Tasks:
**1.** From the Wrangler interview, list every kind of equipment that the racks in the studio are packed with.
**2.** Decide whether each statement agrees with the Wrangler interview. Answer yes or no, and quote the words that decide it.
(a) The warehouse door has a bell.
(b) Mallinder's second phone also fails to get a signal.
(c) John Doran is the one who meets the members of Wrangler.
**3.** Answer these questions from the Wrangler interview.
(a) Whose studio does the warehouse door protect?
(b) What street is outside the door?
(c) What does Mallinder say in frustration?

─── Quoted text ───

Communication Breakdown: An Interview With Wrangler

With the release of their debut album as Wrangler, John Doran meets Benge, Stephen Mallinder and Phil Winter to discuss technology, paranoia and the legacy of Cabaret Voltaire

There has been a breakdown in communication technology. This breakdown is an ongoing situation and is occurring outside a large, metal, multiple-locked warehouse door. This impressive barrier is protecting Ben ‘Benge’ Edwards’ studio and its large rooms packed with racks and racks of analogue synthesisers, sequencers and drum machines amassed over decades. Unfortunately the door doesn’t have a bell, and is therefore also protecting its musical treasure trove from those who have a rightful claim to access it. Outside the door and the synth packed warehouse space it protects, out on the cobbled Hoxton Street, is an instantly recognisable figure. He is fashionably dressed with a classic Sheffield wedge haircut. He looks at his smart phone in a perplexed manner. Stephen ‘Mal’ Mallinder announces in frustration: "I can’t get a signal anywhere." He tries a second phone but that doesn’t work either: "No signal!"

─── Material provided ───

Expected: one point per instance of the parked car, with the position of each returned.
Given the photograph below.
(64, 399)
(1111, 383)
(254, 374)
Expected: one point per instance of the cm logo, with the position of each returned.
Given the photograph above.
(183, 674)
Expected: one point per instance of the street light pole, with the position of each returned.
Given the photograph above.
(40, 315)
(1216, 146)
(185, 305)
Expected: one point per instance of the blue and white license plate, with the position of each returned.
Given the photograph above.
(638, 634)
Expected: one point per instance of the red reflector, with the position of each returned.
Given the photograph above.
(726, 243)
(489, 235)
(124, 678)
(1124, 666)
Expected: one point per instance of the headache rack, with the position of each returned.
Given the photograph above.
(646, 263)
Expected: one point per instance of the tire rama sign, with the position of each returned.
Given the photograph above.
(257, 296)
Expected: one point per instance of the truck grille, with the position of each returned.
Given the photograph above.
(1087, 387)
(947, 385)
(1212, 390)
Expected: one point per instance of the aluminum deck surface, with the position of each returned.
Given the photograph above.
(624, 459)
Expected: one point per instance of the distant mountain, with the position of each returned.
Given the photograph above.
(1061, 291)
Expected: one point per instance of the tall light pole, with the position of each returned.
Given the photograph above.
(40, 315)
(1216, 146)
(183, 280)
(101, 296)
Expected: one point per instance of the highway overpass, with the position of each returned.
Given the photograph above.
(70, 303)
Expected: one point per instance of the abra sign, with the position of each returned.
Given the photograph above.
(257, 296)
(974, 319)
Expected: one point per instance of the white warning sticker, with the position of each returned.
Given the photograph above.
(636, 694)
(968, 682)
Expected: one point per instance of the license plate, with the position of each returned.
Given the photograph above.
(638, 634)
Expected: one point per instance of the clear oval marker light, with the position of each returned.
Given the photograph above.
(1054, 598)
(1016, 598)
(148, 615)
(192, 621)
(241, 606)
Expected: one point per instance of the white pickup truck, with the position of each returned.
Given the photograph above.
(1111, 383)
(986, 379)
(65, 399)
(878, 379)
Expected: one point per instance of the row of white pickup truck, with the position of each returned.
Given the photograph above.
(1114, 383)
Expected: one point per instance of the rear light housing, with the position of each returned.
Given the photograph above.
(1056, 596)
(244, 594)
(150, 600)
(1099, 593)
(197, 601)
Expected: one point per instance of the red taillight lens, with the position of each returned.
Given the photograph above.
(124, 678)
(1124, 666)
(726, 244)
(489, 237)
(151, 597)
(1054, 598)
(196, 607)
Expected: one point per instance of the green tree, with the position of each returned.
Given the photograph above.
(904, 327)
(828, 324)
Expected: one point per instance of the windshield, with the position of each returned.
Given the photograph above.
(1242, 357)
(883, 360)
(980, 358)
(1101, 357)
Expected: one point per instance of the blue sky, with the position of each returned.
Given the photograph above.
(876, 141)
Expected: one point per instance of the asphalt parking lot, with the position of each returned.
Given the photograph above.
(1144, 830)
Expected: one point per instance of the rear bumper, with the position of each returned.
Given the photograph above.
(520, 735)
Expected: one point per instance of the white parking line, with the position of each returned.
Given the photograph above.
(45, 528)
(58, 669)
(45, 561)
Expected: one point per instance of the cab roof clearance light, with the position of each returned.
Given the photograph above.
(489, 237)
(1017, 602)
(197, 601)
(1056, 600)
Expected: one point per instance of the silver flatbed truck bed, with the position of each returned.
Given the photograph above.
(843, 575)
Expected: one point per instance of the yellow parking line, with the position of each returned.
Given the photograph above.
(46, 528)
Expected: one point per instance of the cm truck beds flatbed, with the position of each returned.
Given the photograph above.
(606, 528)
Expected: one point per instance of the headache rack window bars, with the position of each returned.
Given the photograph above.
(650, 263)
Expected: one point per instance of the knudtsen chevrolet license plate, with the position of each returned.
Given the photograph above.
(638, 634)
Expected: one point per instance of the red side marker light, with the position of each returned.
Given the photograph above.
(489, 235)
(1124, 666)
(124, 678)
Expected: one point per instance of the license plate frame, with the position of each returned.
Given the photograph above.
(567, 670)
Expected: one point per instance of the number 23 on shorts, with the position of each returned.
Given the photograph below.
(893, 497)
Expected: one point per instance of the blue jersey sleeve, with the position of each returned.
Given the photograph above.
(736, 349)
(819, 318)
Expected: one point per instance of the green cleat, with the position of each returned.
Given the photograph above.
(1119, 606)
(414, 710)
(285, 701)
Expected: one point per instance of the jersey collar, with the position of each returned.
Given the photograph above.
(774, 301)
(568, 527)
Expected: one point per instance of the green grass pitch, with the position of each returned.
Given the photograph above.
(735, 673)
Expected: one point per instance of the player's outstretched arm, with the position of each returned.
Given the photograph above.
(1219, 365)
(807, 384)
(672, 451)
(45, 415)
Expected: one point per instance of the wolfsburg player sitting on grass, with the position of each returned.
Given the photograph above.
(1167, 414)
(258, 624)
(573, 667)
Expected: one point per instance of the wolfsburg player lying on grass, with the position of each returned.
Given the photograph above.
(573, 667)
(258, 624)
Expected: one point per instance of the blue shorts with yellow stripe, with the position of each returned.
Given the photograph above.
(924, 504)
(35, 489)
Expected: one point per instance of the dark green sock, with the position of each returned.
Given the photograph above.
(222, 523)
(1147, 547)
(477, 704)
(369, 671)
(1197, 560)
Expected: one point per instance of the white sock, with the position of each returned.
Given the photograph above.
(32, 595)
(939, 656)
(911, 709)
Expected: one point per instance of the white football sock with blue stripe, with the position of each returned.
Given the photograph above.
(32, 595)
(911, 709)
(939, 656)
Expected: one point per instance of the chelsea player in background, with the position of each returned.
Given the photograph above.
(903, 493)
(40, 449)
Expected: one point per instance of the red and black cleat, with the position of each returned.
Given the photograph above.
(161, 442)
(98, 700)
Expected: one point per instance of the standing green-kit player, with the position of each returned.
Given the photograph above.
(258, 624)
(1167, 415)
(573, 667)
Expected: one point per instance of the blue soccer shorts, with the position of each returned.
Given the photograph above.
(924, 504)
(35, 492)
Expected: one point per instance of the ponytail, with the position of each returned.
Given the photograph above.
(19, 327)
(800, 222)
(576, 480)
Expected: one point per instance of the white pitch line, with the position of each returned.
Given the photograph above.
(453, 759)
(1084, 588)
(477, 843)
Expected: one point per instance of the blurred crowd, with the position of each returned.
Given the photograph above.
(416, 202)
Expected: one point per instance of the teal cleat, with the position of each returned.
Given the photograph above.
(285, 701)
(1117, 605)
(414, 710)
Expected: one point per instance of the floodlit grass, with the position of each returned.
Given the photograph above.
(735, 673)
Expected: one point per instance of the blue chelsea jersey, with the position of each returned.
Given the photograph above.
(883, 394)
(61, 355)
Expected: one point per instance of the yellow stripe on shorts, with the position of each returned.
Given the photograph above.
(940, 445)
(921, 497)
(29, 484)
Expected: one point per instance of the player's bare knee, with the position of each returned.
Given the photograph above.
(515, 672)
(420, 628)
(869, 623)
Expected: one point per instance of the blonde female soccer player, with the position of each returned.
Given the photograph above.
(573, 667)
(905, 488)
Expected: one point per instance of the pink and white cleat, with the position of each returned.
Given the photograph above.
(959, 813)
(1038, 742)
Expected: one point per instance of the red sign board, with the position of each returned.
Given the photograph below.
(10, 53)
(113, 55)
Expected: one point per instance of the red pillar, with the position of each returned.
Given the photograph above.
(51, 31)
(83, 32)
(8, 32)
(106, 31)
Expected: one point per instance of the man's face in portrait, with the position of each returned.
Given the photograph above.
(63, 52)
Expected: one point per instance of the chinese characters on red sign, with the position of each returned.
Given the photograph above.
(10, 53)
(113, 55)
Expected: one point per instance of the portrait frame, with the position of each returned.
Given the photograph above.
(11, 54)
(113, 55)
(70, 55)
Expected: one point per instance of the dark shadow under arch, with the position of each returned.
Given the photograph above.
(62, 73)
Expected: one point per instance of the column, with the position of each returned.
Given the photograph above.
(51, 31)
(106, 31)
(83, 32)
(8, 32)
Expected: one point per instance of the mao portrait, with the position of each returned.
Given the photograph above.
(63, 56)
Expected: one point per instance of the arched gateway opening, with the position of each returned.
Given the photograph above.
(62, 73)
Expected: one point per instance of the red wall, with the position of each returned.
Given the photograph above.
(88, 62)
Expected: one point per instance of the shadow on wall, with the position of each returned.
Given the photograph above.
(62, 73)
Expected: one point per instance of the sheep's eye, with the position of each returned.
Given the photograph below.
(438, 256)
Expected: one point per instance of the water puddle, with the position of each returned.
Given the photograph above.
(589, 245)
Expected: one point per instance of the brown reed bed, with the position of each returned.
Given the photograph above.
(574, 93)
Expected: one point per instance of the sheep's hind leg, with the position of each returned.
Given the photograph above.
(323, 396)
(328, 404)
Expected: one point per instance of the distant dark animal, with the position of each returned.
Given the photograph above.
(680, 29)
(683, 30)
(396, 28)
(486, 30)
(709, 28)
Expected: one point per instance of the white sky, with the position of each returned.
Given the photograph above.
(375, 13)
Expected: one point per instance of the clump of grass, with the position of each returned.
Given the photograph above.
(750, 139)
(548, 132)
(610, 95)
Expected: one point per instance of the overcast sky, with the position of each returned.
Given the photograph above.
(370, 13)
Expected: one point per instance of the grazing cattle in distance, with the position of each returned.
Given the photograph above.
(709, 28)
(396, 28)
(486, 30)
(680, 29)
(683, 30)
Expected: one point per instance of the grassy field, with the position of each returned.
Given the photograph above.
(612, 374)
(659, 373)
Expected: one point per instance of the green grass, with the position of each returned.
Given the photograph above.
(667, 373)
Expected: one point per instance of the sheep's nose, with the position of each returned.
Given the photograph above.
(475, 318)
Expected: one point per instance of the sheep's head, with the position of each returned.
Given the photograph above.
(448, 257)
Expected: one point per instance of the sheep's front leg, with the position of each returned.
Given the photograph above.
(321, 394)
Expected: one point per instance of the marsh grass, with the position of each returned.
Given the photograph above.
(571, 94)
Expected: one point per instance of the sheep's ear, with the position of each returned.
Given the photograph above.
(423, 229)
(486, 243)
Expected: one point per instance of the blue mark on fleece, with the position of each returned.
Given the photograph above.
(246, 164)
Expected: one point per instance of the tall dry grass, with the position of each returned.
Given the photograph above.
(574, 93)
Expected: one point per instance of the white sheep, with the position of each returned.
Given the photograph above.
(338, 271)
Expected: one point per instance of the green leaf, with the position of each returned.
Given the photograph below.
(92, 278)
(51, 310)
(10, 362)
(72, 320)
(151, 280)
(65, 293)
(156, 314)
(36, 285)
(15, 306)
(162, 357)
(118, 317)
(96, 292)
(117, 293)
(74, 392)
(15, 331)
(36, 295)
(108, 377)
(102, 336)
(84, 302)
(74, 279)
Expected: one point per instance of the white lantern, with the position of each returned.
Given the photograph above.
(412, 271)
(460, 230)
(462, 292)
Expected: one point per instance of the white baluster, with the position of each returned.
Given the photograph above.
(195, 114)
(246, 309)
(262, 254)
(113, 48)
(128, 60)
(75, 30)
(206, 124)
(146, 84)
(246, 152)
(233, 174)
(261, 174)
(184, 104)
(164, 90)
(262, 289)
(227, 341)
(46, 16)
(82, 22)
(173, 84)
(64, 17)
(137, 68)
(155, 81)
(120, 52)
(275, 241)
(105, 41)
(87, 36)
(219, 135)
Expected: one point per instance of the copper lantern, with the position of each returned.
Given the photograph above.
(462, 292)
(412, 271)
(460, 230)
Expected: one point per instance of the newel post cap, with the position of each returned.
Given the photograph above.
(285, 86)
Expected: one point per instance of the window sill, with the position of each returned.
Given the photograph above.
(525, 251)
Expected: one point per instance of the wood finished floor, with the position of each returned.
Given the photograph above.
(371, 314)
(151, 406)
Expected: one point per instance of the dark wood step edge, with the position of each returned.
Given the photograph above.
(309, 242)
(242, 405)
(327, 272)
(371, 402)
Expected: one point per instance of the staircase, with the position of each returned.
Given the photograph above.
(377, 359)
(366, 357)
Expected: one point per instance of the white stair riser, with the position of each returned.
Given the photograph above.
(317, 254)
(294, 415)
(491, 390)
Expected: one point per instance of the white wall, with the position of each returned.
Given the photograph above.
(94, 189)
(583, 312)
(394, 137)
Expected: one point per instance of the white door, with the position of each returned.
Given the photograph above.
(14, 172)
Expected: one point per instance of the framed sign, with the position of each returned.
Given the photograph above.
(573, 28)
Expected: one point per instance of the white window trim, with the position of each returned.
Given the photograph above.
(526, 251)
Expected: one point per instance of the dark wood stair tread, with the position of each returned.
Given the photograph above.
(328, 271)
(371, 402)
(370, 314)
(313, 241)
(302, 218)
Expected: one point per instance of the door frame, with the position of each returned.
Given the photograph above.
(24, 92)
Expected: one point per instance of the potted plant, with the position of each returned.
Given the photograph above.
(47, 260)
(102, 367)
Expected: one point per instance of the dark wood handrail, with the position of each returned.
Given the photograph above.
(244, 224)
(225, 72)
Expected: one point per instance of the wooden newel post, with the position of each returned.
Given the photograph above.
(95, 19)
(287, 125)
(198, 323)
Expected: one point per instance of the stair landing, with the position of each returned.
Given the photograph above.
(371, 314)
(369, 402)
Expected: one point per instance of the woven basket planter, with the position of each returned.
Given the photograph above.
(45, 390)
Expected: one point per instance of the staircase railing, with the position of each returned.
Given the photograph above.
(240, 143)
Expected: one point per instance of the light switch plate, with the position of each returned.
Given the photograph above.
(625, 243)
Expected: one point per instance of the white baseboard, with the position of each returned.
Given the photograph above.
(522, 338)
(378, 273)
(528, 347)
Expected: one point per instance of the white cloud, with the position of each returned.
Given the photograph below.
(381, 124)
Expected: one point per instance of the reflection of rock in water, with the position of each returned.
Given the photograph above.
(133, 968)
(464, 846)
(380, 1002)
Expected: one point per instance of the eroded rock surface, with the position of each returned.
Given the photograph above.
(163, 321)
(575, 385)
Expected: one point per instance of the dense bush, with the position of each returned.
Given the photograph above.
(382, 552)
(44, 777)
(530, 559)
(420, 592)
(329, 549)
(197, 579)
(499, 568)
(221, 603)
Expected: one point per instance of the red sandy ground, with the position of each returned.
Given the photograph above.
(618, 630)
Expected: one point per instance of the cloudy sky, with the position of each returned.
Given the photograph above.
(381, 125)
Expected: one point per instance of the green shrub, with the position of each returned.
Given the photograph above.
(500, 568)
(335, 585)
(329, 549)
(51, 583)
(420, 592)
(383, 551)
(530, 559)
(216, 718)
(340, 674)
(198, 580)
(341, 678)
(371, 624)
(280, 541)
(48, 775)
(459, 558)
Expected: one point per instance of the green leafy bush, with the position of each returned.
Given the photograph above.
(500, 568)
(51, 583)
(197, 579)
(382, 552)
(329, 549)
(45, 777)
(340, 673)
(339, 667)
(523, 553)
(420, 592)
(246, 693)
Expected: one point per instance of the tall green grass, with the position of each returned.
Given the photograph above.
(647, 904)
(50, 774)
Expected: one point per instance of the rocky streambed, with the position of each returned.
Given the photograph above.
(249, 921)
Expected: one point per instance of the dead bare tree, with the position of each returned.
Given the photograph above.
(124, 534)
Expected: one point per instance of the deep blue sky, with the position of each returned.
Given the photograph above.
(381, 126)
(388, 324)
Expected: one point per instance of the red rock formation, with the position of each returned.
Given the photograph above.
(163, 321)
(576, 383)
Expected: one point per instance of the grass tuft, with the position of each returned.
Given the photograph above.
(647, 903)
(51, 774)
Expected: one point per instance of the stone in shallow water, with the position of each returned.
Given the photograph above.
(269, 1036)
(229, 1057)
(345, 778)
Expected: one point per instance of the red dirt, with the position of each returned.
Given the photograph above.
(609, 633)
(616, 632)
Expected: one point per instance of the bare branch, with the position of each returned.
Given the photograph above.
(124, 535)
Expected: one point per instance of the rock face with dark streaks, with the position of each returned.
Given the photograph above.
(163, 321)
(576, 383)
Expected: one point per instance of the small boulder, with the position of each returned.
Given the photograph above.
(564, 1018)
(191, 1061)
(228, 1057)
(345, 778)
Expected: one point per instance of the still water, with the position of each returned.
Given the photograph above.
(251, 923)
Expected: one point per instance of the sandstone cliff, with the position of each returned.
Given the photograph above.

───

Per-task outputs:
**1.** analogue synthesisers, sequencers, drum machines

**2.**
(a) No: "Unfortunately the door doesn’t have a bell"
(b) Yes: "He tries a second phone but that doesn’t work either"
(c) Yes: "John Doran meets Benge, Stephen Mallinder and Phil Winter"

**3.**
(a) Ben ‘Benge’ Edwards’ studio
(b) Hoxton Street
(c) "I can’t get a signal anywhere."